▶ **About this exercise**
Which lines run from the one containing "the woman wearing" through the end of the data? Write them out exactly, with the pictures left out.

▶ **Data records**
*** Block opens ***

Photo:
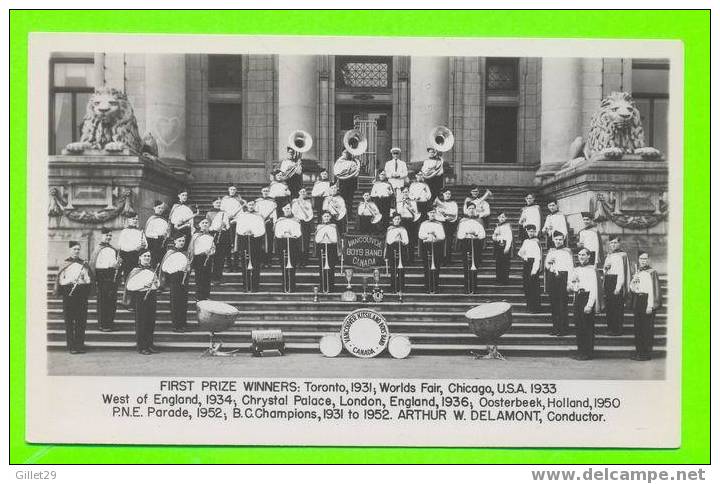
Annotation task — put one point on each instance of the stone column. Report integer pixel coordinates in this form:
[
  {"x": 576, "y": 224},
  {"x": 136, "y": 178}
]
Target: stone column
[
  {"x": 297, "y": 103},
  {"x": 165, "y": 107},
  {"x": 561, "y": 115},
  {"x": 429, "y": 105}
]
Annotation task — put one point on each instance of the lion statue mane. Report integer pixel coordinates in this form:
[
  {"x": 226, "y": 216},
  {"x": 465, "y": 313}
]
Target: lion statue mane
[
  {"x": 616, "y": 129},
  {"x": 110, "y": 125}
]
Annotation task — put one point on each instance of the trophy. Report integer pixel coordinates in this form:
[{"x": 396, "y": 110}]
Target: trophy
[{"x": 348, "y": 295}]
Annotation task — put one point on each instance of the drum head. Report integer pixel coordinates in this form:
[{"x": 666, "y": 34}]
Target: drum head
[
  {"x": 399, "y": 346},
  {"x": 331, "y": 345},
  {"x": 130, "y": 240},
  {"x": 70, "y": 274},
  {"x": 140, "y": 280},
  {"x": 202, "y": 244},
  {"x": 175, "y": 262},
  {"x": 106, "y": 258},
  {"x": 488, "y": 310},
  {"x": 157, "y": 227}
]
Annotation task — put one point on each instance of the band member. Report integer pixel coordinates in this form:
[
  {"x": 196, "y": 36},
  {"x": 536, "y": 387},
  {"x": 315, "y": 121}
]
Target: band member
[
  {"x": 291, "y": 171},
  {"x": 347, "y": 169},
  {"x": 369, "y": 216},
  {"x": 266, "y": 207},
  {"x": 396, "y": 171},
  {"x": 143, "y": 284},
  {"x": 447, "y": 211},
  {"x": 502, "y": 242},
  {"x": 584, "y": 283},
  {"x": 250, "y": 245},
  {"x": 335, "y": 204},
  {"x": 407, "y": 208},
  {"x": 220, "y": 230},
  {"x": 321, "y": 189},
  {"x": 182, "y": 217},
  {"x": 174, "y": 269},
  {"x": 432, "y": 242},
  {"x": 555, "y": 222},
  {"x": 471, "y": 240},
  {"x": 105, "y": 262},
  {"x": 157, "y": 231},
  {"x": 200, "y": 252},
  {"x": 73, "y": 283},
  {"x": 420, "y": 192},
  {"x": 287, "y": 243},
  {"x": 433, "y": 172},
  {"x": 383, "y": 195},
  {"x": 326, "y": 248},
  {"x": 482, "y": 207},
  {"x": 647, "y": 298},
  {"x": 396, "y": 253},
  {"x": 531, "y": 253},
  {"x": 279, "y": 191},
  {"x": 130, "y": 242},
  {"x": 301, "y": 209},
  {"x": 590, "y": 239},
  {"x": 615, "y": 284},
  {"x": 558, "y": 264}
]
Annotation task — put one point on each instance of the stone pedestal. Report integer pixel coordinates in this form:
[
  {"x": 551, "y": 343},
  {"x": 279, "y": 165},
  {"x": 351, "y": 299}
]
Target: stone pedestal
[
  {"x": 626, "y": 197},
  {"x": 92, "y": 191}
]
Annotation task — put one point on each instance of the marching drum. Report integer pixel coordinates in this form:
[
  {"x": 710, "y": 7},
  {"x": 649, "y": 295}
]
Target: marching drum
[
  {"x": 106, "y": 258},
  {"x": 331, "y": 345},
  {"x": 130, "y": 240},
  {"x": 489, "y": 321},
  {"x": 399, "y": 346},
  {"x": 175, "y": 262}
]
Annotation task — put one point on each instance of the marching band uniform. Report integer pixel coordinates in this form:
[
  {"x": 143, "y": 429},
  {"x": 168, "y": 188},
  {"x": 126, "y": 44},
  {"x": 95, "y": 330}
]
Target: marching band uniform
[
  {"x": 287, "y": 243},
  {"x": 105, "y": 262},
  {"x": 326, "y": 249},
  {"x": 584, "y": 283},
  {"x": 615, "y": 284},
  {"x": 558, "y": 264},
  {"x": 173, "y": 270},
  {"x": 200, "y": 250},
  {"x": 145, "y": 304},
  {"x": 433, "y": 171},
  {"x": 382, "y": 194},
  {"x": 432, "y": 242},
  {"x": 396, "y": 255},
  {"x": 301, "y": 209},
  {"x": 157, "y": 232},
  {"x": 369, "y": 216},
  {"x": 647, "y": 298},
  {"x": 503, "y": 242},
  {"x": 249, "y": 244},
  {"x": 73, "y": 283},
  {"x": 531, "y": 253},
  {"x": 589, "y": 238},
  {"x": 471, "y": 239}
]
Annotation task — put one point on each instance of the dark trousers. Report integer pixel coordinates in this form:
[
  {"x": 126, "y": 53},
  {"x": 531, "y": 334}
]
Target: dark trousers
[
  {"x": 145, "y": 315},
  {"x": 644, "y": 326},
  {"x": 614, "y": 306},
  {"x": 531, "y": 286},
  {"x": 502, "y": 264},
  {"x": 203, "y": 273},
  {"x": 584, "y": 325},
  {"x": 557, "y": 288},
  {"x": 106, "y": 297},
  {"x": 75, "y": 315},
  {"x": 178, "y": 299}
]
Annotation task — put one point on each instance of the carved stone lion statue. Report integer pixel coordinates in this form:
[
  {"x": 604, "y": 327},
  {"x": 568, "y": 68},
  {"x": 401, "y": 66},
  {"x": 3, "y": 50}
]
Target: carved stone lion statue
[
  {"x": 616, "y": 130},
  {"x": 109, "y": 124}
]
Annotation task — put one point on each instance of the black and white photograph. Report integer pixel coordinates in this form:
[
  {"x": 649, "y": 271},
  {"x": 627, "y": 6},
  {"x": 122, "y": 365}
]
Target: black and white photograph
[{"x": 388, "y": 226}]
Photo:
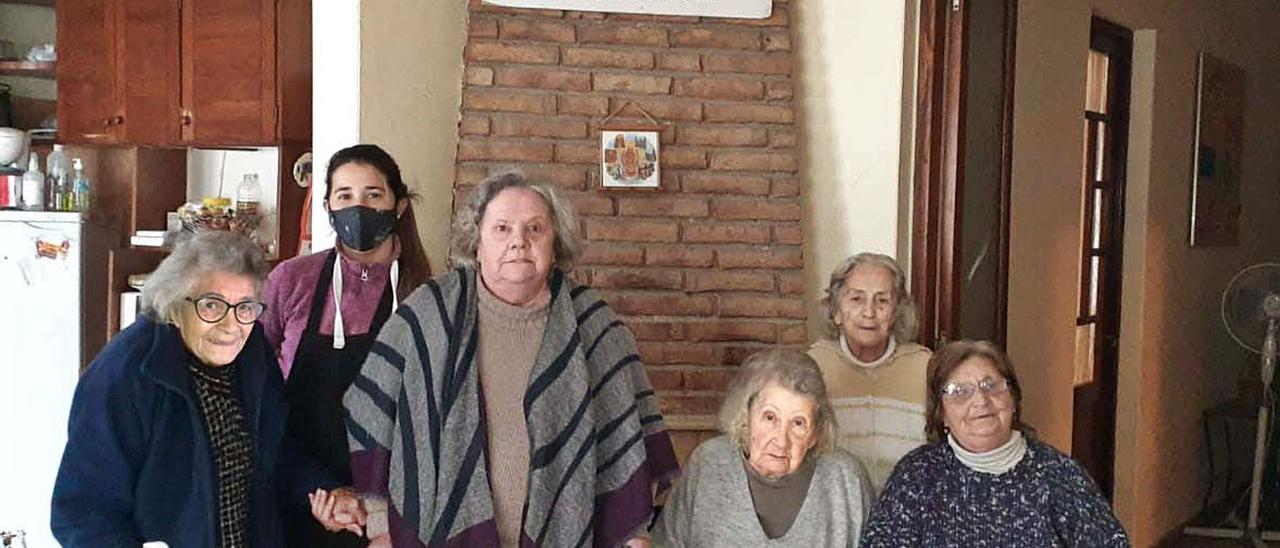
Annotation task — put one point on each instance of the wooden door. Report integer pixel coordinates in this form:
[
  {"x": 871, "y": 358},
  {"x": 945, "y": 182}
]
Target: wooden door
[
  {"x": 87, "y": 106},
  {"x": 228, "y": 72},
  {"x": 149, "y": 82}
]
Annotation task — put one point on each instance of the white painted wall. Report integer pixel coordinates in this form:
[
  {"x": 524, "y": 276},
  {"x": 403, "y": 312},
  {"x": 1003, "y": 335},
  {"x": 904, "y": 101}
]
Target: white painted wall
[{"x": 850, "y": 100}]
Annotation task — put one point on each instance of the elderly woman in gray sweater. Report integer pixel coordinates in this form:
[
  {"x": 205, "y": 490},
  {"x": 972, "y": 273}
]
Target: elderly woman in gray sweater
[{"x": 775, "y": 478}]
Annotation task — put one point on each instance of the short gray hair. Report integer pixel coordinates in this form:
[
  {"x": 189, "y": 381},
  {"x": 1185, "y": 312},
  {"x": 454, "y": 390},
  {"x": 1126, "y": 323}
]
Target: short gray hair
[
  {"x": 905, "y": 322},
  {"x": 466, "y": 223},
  {"x": 195, "y": 256},
  {"x": 792, "y": 370}
]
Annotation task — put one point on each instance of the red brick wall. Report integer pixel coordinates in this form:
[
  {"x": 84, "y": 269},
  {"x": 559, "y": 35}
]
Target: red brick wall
[{"x": 709, "y": 268}]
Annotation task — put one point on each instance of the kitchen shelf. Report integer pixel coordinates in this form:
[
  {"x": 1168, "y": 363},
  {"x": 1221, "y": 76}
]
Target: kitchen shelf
[{"x": 33, "y": 69}]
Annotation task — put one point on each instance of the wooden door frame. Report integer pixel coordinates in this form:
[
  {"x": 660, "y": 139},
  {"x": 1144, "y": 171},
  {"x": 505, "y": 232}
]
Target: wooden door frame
[{"x": 938, "y": 174}]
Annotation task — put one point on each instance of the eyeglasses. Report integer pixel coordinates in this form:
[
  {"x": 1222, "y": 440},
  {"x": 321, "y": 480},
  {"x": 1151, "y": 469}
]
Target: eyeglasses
[
  {"x": 961, "y": 392},
  {"x": 213, "y": 310}
]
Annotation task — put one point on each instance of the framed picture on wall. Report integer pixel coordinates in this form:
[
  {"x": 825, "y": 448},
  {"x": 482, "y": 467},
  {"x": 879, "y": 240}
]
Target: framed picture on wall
[
  {"x": 1217, "y": 170},
  {"x": 630, "y": 156}
]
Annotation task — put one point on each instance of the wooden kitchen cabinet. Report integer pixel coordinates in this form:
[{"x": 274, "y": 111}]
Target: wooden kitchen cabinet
[{"x": 184, "y": 72}]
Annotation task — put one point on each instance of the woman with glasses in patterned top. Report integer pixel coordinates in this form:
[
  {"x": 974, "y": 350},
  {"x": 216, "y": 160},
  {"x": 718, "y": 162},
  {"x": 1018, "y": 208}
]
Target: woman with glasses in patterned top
[
  {"x": 177, "y": 428},
  {"x": 983, "y": 480}
]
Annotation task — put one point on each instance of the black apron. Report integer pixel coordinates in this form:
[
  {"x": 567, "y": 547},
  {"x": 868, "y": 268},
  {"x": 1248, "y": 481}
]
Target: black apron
[{"x": 316, "y": 384}]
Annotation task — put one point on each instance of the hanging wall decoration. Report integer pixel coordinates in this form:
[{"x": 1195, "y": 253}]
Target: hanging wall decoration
[
  {"x": 630, "y": 154},
  {"x": 1216, "y": 170}
]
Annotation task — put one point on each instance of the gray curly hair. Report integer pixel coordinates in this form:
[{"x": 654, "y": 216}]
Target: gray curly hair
[
  {"x": 193, "y": 257},
  {"x": 466, "y": 223},
  {"x": 792, "y": 370},
  {"x": 905, "y": 322}
]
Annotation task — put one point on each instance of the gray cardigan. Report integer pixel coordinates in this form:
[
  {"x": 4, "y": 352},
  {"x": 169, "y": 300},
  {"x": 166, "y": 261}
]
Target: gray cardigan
[{"x": 711, "y": 506}]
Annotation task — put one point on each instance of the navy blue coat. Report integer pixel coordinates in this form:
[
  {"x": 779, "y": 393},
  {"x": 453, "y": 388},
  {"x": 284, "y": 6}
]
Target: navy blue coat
[{"x": 138, "y": 464}]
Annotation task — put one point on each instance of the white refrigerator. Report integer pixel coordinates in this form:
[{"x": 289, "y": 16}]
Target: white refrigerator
[{"x": 53, "y": 266}]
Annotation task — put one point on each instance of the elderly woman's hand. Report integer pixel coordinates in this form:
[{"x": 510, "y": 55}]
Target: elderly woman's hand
[{"x": 338, "y": 510}]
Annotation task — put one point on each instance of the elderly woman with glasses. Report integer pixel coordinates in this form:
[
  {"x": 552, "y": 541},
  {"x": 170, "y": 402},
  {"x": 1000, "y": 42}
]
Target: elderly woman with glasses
[
  {"x": 773, "y": 478},
  {"x": 177, "y": 428},
  {"x": 983, "y": 480}
]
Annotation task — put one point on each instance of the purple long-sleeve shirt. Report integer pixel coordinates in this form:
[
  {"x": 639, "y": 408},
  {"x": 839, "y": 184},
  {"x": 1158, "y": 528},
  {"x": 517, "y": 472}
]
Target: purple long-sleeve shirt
[{"x": 289, "y": 290}]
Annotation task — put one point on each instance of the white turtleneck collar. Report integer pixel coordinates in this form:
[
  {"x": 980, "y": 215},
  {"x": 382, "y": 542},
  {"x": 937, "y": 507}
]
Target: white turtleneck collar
[
  {"x": 873, "y": 364},
  {"x": 995, "y": 461}
]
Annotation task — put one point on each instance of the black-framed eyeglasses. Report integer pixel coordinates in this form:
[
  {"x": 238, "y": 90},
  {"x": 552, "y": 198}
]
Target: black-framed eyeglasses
[
  {"x": 961, "y": 392},
  {"x": 213, "y": 310}
]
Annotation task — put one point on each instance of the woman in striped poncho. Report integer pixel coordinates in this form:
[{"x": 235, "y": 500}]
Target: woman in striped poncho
[{"x": 504, "y": 403}]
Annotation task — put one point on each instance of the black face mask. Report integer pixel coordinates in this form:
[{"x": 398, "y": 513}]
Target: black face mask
[{"x": 362, "y": 228}]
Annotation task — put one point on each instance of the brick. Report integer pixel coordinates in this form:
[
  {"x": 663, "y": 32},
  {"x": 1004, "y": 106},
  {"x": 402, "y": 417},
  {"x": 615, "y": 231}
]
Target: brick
[
  {"x": 723, "y": 39},
  {"x": 543, "y": 78},
  {"x": 782, "y": 138},
  {"x": 760, "y": 306},
  {"x": 726, "y": 233},
  {"x": 680, "y": 62},
  {"x": 778, "y": 90},
  {"x": 478, "y": 76},
  {"x": 776, "y": 64},
  {"x": 726, "y": 183},
  {"x": 507, "y": 101},
  {"x": 638, "y": 279},
  {"x": 662, "y": 206},
  {"x": 722, "y": 136},
  {"x": 725, "y": 330},
  {"x": 613, "y": 255},
  {"x": 789, "y": 234},
  {"x": 764, "y": 257},
  {"x": 577, "y": 154},
  {"x": 679, "y": 352},
  {"x": 708, "y": 379},
  {"x": 506, "y": 53},
  {"x": 657, "y": 330},
  {"x": 506, "y": 126},
  {"x": 539, "y": 31},
  {"x": 679, "y": 158},
  {"x": 679, "y": 256},
  {"x": 664, "y": 378},
  {"x": 720, "y": 88},
  {"x": 777, "y": 41},
  {"x": 631, "y": 83},
  {"x": 503, "y": 151},
  {"x": 771, "y": 160},
  {"x": 785, "y": 187},
  {"x": 622, "y": 35},
  {"x": 666, "y": 108},
  {"x": 631, "y": 231},
  {"x": 561, "y": 176},
  {"x": 483, "y": 28},
  {"x": 730, "y": 281},
  {"x": 583, "y": 105},
  {"x": 794, "y": 334},
  {"x": 472, "y": 124},
  {"x": 597, "y": 56},
  {"x": 767, "y": 114},
  {"x": 725, "y": 209},
  {"x": 689, "y": 405},
  {"x": 663, "y": 305},
  {"x": 791, "y": 283}
]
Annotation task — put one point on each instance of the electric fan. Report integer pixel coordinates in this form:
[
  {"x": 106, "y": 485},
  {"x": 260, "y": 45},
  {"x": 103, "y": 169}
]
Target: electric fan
[{"x": 1251, "y": 311}]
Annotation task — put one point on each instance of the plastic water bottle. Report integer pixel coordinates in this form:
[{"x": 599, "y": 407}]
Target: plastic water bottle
[
  {"x": 247, "y": 196},
  {"x": 80, "y": 187},
  {"x": 33, "y": 186},
  {"x": 55, "y": 173}
]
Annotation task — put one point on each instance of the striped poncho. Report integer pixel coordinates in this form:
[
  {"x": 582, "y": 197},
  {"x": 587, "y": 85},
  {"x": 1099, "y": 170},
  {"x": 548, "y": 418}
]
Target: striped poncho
[{"x": 416, "y": 425}]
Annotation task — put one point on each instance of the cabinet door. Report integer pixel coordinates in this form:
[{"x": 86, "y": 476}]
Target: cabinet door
[
  {"x": 150, "y": 78},
  {"x": 228, "y": 71},
  {"x": 87, "y": 108}
]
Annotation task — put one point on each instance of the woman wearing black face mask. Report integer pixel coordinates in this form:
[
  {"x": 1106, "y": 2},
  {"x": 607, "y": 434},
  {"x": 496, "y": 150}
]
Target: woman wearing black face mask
[{"x": 325, "y": 309}]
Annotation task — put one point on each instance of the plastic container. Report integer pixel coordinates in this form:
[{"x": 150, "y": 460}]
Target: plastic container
[{"x": 33, "y": 186}]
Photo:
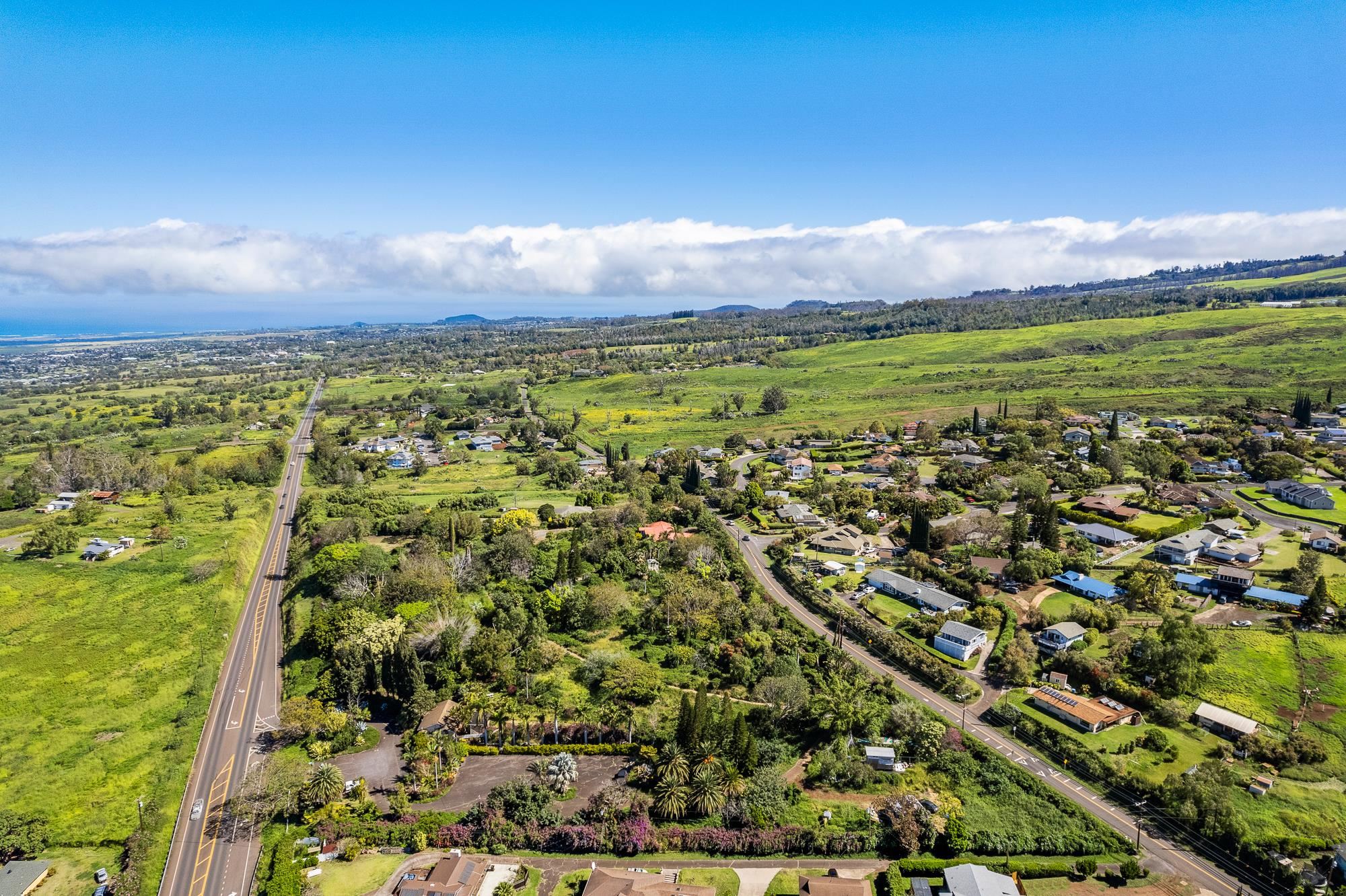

*** Block closes ***

▶ **Completed task**
Annotation task — put one point on each instance of the woman wearing black face mask. Report integer pixel coordinates in this form:
[
  {"x": 1106, "y": 2},
  {"x": 607, "y": 434},
  {"x": 496, "y": 150}
]
Target: woman wearing black face mask
[{"x": 325, "y": 309}]
Annotation task — put one point on each instance of the plastic container. Report integer pixel coordinates in this form:
[{"x": 150, "y": 460}]
Target: plastic container
[{"x": 33, "y": 186}]
Photo:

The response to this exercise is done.